» **Instruction**
Convert the listing below into a JSON list of strings, with one string per line and blank lines omitted.

[start]

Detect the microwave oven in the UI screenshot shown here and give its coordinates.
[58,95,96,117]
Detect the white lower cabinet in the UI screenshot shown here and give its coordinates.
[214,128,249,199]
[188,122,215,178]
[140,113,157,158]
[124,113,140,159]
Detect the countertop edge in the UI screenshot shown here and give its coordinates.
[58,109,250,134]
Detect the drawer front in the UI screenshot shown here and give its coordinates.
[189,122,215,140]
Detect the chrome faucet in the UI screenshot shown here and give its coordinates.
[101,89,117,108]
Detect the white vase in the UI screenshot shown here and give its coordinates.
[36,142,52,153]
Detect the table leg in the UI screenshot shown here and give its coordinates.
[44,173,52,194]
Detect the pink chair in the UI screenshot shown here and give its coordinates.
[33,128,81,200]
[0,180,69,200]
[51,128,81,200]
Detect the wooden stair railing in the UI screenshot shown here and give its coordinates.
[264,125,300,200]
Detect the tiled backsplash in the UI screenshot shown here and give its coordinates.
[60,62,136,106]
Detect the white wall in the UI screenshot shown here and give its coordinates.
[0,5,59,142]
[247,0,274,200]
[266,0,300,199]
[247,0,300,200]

[end]

» **Full answer**
[
  "Detect the microwave oven in the UI screenshot shown here and give its coordinates.",
  "[58,95,96,117]",
  "Detect the white lower cabinet in the UI screenshot shown here and give its coordinates.",
  "[214,128,249,199]",
  "[188,122,215,178]",
  "[140,113,157,158]",
  "[124,113,140,159]",
  "Detect the countertop edge in the UI screenshot shown here and give its coordinates.",
  "[58,109,250,134]",
  "Detect the drawer front in the UI screenshot shown here and give its coordinates.",
  "[189,122,215,140]",
  "Detect the chrome faucet in the UI screenshot shown here and give its coordinates.",
  "[101,89,117,108]",
  "Detect the white vase in the UI screenshot shown here and give its coordinates.",
  "[36,142,52,153]",
  "Detect the table leg in the UI screenshot shown here and give its coordinates.",
  "[44,173,52,194]",
  "Detect the pink chair in the UI screenshot shown here and give its coordinates.",
  "[33,128,81,200]",
  "[0,180,69,200]",
  "[51,128,81,200]",
  "Detect the wooden stair railing in the UI screenshot shown here and give its coordinates.",
  "[264,125,300,200]",
  "Detect the tiled backsplash in the UI screenshot shown here and give its coordinates.",
  "[60,62,136,106]",
  "Detect the white wall in the UI screenshot shown here and give its coordinates.",
  "[0,5,59,142]",
  "[247,0,274,200]",
  "[266,0,300,199]",
  "[247,0,300,200]"
]